# Dataset extract:
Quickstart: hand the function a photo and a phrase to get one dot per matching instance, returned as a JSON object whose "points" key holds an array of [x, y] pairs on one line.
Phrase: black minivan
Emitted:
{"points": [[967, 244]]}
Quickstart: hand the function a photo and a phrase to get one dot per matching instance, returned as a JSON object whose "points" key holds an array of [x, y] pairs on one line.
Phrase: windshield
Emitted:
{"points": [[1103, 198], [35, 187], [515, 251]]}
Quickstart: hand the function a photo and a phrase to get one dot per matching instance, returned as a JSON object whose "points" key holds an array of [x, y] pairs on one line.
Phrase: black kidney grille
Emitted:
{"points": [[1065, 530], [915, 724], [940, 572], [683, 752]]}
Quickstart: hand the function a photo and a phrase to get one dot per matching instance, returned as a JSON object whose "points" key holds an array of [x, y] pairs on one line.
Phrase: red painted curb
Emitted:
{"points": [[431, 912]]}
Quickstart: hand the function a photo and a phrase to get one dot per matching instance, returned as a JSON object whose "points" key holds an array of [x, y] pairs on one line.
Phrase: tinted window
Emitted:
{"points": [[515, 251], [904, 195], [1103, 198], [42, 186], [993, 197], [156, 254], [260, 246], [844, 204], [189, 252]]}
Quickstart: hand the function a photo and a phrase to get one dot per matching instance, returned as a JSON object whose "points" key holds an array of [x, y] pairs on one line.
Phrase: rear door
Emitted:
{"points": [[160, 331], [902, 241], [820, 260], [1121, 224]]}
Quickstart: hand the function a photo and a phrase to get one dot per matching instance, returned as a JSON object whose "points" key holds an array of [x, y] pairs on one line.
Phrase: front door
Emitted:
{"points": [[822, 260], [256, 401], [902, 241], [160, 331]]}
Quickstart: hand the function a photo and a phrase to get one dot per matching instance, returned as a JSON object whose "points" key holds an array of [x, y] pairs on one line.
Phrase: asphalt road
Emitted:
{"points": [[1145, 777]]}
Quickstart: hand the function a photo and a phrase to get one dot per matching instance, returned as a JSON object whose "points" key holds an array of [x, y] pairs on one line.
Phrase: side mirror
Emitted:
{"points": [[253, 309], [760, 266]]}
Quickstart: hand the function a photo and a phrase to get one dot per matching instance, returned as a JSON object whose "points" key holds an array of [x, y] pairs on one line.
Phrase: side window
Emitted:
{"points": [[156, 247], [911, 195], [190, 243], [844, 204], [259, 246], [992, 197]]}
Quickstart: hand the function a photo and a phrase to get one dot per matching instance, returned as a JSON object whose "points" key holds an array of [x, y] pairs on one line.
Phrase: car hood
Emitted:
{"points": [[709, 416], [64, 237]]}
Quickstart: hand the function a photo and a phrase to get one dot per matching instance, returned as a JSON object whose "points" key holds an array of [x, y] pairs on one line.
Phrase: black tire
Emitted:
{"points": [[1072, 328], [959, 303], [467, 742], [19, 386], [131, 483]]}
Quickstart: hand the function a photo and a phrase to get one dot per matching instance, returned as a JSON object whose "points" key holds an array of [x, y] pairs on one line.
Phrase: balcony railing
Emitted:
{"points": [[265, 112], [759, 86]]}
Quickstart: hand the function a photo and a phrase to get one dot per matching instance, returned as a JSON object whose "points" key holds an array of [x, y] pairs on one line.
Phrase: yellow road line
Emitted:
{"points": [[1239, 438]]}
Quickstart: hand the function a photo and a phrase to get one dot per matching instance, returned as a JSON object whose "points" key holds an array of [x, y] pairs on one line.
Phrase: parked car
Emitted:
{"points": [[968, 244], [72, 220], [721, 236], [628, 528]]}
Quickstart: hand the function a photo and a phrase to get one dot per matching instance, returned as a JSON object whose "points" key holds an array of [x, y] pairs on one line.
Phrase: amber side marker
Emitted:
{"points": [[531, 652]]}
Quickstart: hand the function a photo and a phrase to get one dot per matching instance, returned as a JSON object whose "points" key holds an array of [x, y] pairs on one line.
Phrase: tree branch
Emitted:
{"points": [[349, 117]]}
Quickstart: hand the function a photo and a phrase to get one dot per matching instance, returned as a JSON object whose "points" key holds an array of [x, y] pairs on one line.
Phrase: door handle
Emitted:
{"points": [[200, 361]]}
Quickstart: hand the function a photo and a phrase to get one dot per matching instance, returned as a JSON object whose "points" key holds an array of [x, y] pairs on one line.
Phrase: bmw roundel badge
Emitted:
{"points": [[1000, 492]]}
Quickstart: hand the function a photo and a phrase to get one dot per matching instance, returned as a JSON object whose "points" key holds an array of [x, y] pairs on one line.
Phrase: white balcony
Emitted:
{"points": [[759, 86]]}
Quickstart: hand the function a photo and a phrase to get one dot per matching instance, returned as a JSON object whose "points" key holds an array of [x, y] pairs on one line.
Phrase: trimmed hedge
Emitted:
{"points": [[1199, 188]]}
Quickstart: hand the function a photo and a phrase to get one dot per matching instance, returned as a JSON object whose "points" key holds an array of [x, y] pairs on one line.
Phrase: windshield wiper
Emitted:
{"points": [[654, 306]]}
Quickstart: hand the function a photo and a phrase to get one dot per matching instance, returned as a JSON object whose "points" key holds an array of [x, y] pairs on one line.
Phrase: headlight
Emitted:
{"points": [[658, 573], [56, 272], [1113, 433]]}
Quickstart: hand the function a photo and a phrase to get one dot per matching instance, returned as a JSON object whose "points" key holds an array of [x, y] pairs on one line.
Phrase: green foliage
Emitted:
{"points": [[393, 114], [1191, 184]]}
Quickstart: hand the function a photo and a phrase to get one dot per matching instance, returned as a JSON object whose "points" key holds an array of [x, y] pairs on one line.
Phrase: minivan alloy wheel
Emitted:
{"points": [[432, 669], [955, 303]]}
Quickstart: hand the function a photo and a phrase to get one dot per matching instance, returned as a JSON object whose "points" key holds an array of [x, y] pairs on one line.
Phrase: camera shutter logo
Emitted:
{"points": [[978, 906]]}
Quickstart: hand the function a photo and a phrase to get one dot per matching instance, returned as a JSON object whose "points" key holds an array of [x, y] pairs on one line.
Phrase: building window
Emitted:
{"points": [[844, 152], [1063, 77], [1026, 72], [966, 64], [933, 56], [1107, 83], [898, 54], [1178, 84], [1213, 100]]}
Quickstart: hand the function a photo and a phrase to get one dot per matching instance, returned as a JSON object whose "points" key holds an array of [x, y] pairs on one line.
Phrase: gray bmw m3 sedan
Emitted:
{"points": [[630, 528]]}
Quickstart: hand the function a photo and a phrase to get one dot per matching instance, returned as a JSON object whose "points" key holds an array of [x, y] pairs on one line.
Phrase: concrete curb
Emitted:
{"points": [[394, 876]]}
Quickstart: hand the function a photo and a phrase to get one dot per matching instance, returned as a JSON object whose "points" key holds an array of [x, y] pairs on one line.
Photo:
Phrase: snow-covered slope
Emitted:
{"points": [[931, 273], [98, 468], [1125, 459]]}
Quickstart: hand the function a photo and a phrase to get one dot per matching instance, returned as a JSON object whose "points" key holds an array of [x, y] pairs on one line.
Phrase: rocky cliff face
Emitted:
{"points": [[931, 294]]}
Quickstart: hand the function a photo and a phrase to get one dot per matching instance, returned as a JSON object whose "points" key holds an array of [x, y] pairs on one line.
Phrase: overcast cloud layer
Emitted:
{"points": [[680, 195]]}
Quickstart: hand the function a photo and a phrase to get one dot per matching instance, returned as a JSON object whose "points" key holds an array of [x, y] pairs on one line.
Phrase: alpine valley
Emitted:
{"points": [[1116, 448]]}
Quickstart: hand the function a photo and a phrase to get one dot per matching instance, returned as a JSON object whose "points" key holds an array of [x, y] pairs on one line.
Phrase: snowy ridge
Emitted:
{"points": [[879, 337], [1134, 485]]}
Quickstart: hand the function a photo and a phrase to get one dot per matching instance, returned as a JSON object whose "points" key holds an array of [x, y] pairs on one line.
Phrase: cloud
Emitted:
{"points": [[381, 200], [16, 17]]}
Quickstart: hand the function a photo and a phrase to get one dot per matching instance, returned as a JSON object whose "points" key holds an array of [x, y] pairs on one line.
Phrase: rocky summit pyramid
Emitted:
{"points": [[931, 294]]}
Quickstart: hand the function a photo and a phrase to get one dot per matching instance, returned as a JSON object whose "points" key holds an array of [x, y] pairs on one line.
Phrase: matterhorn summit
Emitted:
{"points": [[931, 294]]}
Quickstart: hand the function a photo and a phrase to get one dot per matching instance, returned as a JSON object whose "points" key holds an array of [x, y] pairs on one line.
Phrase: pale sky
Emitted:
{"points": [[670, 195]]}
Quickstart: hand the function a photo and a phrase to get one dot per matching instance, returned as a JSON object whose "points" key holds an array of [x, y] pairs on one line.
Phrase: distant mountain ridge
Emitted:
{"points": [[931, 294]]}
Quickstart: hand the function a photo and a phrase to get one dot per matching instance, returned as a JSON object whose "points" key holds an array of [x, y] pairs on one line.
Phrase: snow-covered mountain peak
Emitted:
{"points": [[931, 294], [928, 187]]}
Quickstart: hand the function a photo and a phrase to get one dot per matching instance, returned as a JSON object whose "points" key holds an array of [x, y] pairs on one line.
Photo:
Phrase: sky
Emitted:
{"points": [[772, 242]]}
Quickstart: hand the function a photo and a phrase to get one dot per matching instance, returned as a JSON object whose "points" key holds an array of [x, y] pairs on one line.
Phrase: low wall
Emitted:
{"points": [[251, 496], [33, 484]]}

# Direction:
List every line of the data above that contains the string "minivan".

# Result:
Phrase: black minivan
Phrase: minivan alloy wheel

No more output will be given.